[文本摘录]

直流阻抗是锂离子电池的重要电性能之一,锂离子电池的直流阻抗简称DCR(Direct Current Resistance),是评价锂离子电池性能好坏的重要指标,直接影响锂离子电池的能量密度、循环寿命。DCR较大的电池产热也较大,进而影响锂离子电池在使用时的安全性能,因此测试锂离子电池的DCR很有必要。
目前测试锂离子电池的DCR一般是在锂离子电池出厂前单独测试,传统的方法是将电池循环停止并取下,将电池置于特定条件下单独进行DCR测试,无法连续监控电池循环过程中的DCR变化情况,这使得研究锂离子电池循环过程中的DCR变化趋势变得异常困难。
发明内容
本申请实施例提供了一种动力电池的DCR检测方法、系统、设备及存储介质,能够在电池使用时持续监测锂离子电池的直流阻抗DCR。
第一方面,本申请提供了一种电池的直流阻抗检测方法,包括以下步骤:响应直流阻抗检测指令,在电池恒流充电过程中,施加多个放电电流脉冲;当前直流阻抗检测周期内,在放电电流脉冲时间段内获取第一电池电压,在放电电流脉冲之后的恒流充电时间段内获取第二电池电压;根据第一电池电压、第二电池电压以及电池容量,得到当前直流阻抗检测周期内的直流阻抗值。
在该实施例中,通过在电池恒流充电过程中施加多个放电电流脉冲,形成负脉冲充电模式,可以在充电过程中加入放电电流,来快速去除电芯在充电过程中产生的极化影响,从而改善电芯的充电接受能力、缩短充电时间并提升充电效率。同时,在放电电流脉冲时间段内获取第一电池电压,在放电电流脉冲之后的恒流充电时间段内获取第二电池电压,进而得到电池在实际充电使用过程中的直流阻抗值,可以在负脉冲充电模式下同时对电池电芯的直流阻抗DCR进行检测,来识别电池电芯当前的老化状态。相比出厂前的直流阻抗DCR检测值,大大提高了其准确性。
在一些实施例中,直流阻抗检测方法还包括:获取当前直流阻抗检测周期内的电池温度值以及电池容量;存储直流阻抗值、电池温度值以及电池容量的映射关系。
在该实施例中,通过获取当前直流阻抗检测周期内的电池温度值以及电池容量,与同一周期内的直流阻抗值一一对应映射,形成一组数据进行存储,方便后续同一周期内的检测数据调取,用于形成、分析整个充电过程中的直流阻抗DCR数据序列,从而识别电池电芯当前的老化状态。

[/文本摘录]
[所给条目]

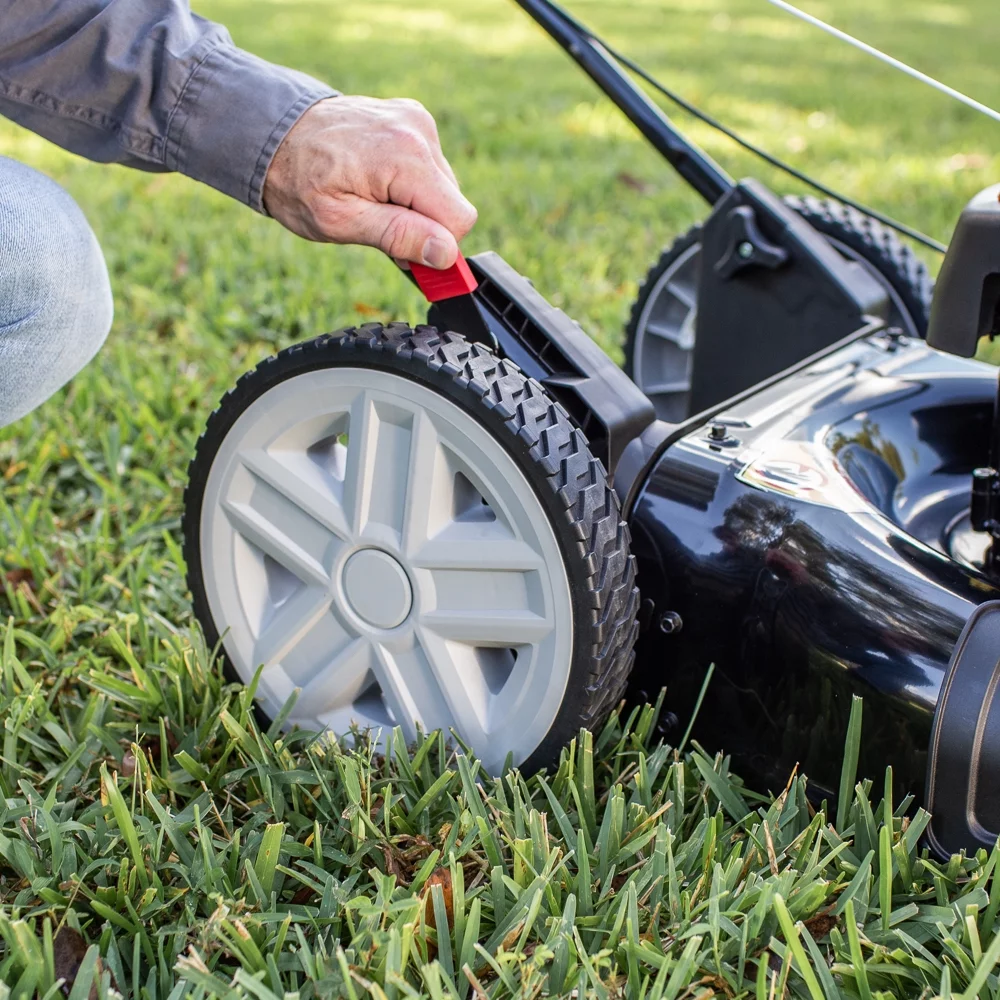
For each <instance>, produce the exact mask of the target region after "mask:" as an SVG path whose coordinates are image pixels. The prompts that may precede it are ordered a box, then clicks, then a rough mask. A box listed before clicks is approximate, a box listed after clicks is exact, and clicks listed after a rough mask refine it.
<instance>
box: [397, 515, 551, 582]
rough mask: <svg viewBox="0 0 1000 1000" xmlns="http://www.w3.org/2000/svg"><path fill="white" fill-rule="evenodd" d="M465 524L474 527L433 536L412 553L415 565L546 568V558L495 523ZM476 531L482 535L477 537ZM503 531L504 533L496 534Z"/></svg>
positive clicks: (502, 569)
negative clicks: (449, 532)
mask: <svg viewBox="0 0 1000 1000" xmlns="http://www.w3.org/2000/svg"><path fill="white" fill-rule="evenodd" d="M462 527H463V528H466V527H467V528H469V529H471V530H469V531H468V532H463V533H462V534H463V535H465V537H454V536H455V535H457V534H459V533H458V532H455V533H453V534H452V535H448V534H446V535H444V536H442V537H439V538H435V539H432V540H431V541H429V542H428V543H427V544H426V545H424V546H423V547H422V548H421V549H420V550H419V551H418V552H417V553H416V555H415V556H414V557H413V565H414V566H417V567H419V568H421V569H442V570H473V571H477V572H489V571H491V570H498V571H520V572H528V571H530V570H540V569H543V568H544V560H543V559H542V557H541V556H540V555H539V554H538V553H537V552H536V551H535V550H534V549H533V548H532V547H531V546H530V545H528V544H527V543H526V542H521V541H517V540H516V539H513V538H510V537H509V536H508V535H507V533H506V532H505V531H503V529H500V528H498V527H497V526H496V525H493V524H487V525H462ZM477 534H478V535H479V536H480V537H478V538H477V537H475V536H476V535H477ZM501 534H502V537H496V536H498V535H501ZM482 536H486V537H482ZM490 536H493V537H490Z"/></svg>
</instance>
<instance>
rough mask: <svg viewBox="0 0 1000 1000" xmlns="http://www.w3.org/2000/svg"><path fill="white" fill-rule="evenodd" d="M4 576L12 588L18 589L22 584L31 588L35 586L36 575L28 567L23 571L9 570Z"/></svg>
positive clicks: (24, 568) (19, 569) (22, 570)
mask: <svg viewBox="0 0 1000 1000" xmlns="http://www.w3.org/2000/svg"><path fill="white" fill-rule="evenodd" d="M4 576H5V577H6V578H7V582H8V583H9V584H10V585H11V586H12V587H16V586H18V585H19V584H21V583H26V584H27V585H28V586H29V587H33V586H34V585H35V574H34V573H32V572H31V570H30V569H28V568H27V567H25V568H22V569H9V570H7V572H6V573H5V574H4Z"/></svg>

[/所给条目]

■ **材料相关问题**
1 – 在关于锂离子电池直流阻抗的文本摘录中，DCR的英文全称是什么？
2 – 请照原样输出条目中从含有"</instance>"的那一行到含有"positive clicks: (24, 568)"的那一行的全部内容，首尾两行都包括在内。

■ **已解问题**
1 – Direct Current Resistance。

2 –
</instance>
<instance>
rough mask: <svg viewBox="0 0 1000 1000" xmlns="http://www.w3.org/2000/svg"><path fill="white" fill-rule="evenodd" d="M4 576L12 588L18 589L22 584L31 588L35 586L36 575L28 567L23 571L9 570Z"/></svg>
positive clicks: (24, 568) (19, 569) (22, 570)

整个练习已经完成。